WORK INSTRUCTIONS
Return every line of the records below verbatim, with no changes.

(Point annotation data)

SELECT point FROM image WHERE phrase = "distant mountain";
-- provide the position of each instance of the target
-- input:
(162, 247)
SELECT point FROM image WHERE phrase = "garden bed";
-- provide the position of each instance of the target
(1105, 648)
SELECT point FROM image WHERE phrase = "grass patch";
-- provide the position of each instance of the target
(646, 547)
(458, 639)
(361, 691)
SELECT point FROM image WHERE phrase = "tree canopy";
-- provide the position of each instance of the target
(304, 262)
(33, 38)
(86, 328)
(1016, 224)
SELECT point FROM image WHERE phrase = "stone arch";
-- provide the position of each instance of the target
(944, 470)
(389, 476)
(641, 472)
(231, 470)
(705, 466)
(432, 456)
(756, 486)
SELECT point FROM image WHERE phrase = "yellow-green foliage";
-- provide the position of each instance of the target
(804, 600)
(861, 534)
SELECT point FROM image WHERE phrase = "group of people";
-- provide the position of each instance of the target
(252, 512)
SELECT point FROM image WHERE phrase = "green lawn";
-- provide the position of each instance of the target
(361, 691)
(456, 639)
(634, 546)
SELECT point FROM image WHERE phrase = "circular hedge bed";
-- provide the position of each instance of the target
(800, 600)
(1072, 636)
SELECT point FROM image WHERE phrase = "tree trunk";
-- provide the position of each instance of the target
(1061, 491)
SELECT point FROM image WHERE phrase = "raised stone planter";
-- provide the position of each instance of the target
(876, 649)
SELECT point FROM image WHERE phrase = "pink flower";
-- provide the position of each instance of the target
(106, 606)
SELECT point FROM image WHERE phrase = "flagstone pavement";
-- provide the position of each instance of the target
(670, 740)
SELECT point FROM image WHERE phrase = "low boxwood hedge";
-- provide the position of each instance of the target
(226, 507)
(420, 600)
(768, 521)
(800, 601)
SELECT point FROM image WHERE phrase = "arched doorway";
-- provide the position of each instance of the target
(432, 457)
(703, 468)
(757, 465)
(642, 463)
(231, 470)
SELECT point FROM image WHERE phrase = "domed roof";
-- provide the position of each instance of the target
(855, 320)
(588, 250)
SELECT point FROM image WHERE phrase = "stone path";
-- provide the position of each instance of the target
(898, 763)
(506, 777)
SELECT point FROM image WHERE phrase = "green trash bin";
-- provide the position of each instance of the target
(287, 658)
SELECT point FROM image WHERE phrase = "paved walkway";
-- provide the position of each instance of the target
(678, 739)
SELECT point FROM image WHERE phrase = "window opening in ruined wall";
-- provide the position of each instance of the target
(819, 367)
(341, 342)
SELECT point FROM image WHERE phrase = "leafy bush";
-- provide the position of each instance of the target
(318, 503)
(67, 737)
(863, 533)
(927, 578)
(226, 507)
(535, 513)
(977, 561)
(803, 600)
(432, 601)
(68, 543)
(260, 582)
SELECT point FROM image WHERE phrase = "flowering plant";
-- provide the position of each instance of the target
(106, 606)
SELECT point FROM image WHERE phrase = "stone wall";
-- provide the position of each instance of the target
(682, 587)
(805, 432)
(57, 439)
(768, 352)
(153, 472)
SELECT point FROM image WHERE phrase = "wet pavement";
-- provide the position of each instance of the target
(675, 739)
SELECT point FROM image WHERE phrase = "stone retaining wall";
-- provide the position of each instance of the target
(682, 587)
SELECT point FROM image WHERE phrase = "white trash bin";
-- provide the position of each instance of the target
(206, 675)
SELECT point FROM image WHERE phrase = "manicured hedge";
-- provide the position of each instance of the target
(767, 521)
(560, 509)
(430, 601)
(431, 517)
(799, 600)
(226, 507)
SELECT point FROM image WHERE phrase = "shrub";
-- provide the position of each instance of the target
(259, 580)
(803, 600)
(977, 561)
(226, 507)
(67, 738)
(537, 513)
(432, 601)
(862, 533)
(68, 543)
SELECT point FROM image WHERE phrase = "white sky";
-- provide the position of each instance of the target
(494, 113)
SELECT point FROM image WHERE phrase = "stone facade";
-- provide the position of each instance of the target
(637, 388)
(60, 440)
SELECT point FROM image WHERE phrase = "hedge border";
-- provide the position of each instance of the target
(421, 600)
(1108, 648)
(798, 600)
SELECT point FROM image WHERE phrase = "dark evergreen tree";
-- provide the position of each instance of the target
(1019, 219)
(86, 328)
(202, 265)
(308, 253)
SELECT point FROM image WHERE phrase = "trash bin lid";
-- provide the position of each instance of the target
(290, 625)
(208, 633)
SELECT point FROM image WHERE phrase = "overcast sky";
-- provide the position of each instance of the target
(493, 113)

PROBLEM SOLUTION
SELECT point FROM image WHERE phrase = "distant mountain";
-- provide the position of each instance of the target
-- input:
(162, 247)
SELECT point FROM image WHERE phrase = "garden bed";
-- provide the position of each instance of the target
(1105, 648)
SELECT point FROM image WHERE phrase = "grass patch";
-- provide the position of each instance of the target
(646, 547)
(458, 639)
(361, 691)
SELECT point FROM image WHERE phrase = "tree canopy";
-- provide the position of each instance of the target
(304, 262)
(33, 38)
(86, 328)
(1016, 224)
SELECT point FROM image WHERE phrase = "stone arch";
-- provide the position of each instance of the target
(944, 470)
(389, 476)
(641, 472)
(231, 470)
(705, 466)
(432, 456)
(756, 486)
SELECT point FROM image WHERE phrase = "yellow-green foliage";
-- provide the position of each instance of the target
(804, 600)
(861, 534)
SELECT point FROM image WHERE phrase = "group of people";
-- provide the position of each instance of the target
(252, 512)
SELECT point FROM image WHERE phrase = "green lawn";
-- provide the position of each instance of the target
(361, 691)
(456, 639)
(634, 546)
SELECT point FROM image WHERE phrase = "circular hedge bed";
-- provide the position of each instance of the target
(800, 600)
(1072, 636)
SELECT point FROM image WHERE phrase = "tree trunk";
-- provide the position of each instance of the target
(1061, 491)
SELECT point FROM image WHERE phrase = "raised stone planter";
-- provide the position of each instance of the target
(876, 649)
SELECT point FROM image WHERE phrase = "pink flower";
-- provide the position of each instance of the target
(106, 606)
SELECT point FROM image WHERE phrase = "flagstone pavement";
-- provide the position of each instance of the target
(670, 740)
SELECT point FROM image WHERE phrase = "low boxwood hedge";
-- provide the position of each instance of the target
(226, 507)
(420, 600)
(768, 521)
(800, 601)
SELECT point FROM image WHERE phrase = "arched doorway";
-- provide the position of each instance of the target
(432, 457)
(703, 468)
(757, 465)
(642, 463)
(231, 470)
SELECT point FROM image WHERE phrase = "domed roof";
-- provide the position of each instance of the target
(855, 320)
(588, 250)
SELECT point FROM image WHERE phrase = "stone path";
-- provide the position of each instance of the target
(898, 763)
(506, 777)
SELECT point FROM image WHERE phrase = "green trash bin";
-- provide the position of each instance of the target
(287, 658)
SELECT point FROM image WHERE phrase = "paved walkway";
-- provide the position of each instance of the target
(678, 739)
SELECT point FROM image WHERE phrase = "window opening in ruined wall";
-- provide the position of each instance of the target
(819, 367)
(341, 342)
SELECT point FROM image WHERE phrase = "leafy bush";
-- provide the position of each instance of the target
(318, 503)
(67, 737)
(863, 533)
(927, 578)
(226, 507)
(535, 513)
(977, 561)
(803, 600)
(432, 601)
(68, 543)
(260, 582)
SELECT point FROM image WHERE phrase = "flowering plant";
-- provide the position of each instance of the target
(106, 606)
SELECT point FROM image WHERE phrase = "stone wall";
-- provide the position of each instance of the target
(682, 587)
(805, 432)
(57, 439)
(768, 352)
(153, 472)
SELECT point FROM image WHERE phrase = "wet pavement";
-- provide the position of each instance of the target
(675, 739)
SELECT point FROM image WHERE phrase = "stone retaining wall";
-- provide the position of each instance of the target
(682, 587)
SELECT point FROM image WHERE phrase = "white trash bin";
-- provide the position of each instance of the target
(206, 675)
SELECT point FROM image WHERE phrase = "manicured hedge";
-- provide the position of each instance of the target
(767, 521)
(560, 509)
(430, 601)
(431, 517)
(799, 600)
(226, 507)
SELECT point FROM image WHERE phrase = "shrub";
-- provide the position of each instance of the target
(259, 580)
(803, 600)
(977, 561)
(226, 507)
(67, 738)
(537, 513)
(432, 601)
(862, 533)
(68, 543)
SELECT point FROM image WHERE phrase = "white sky";
-- provide the position of each instance of the target
(494, 113)
SELECT point FROM image WHERE phrase = "stone facade";
-- provide the position of each instance of the target
(637, 388)
(60, 440)
SELECT point FROM image WHERE phrase = "hedge border";
-- provide the position of each instance of the target
(421, 600)
(1108, 648)
(798, 600)
SELECT point FROM image WHERE phrase = "dark evergreen tree";
-- provide the position of each instance of the target
(1019, 219)
(86, 328)
(202, 265)
(308, 253)
SELECT point FROM image WHERE phrase = "trash bin lid";
-- provide the position of each instance of the target
(290, 625)
(208, 633)
SELECT point FROM image WHERE phrase = "overcast sky";
-- provide the position of each instance of the target
(493, 113)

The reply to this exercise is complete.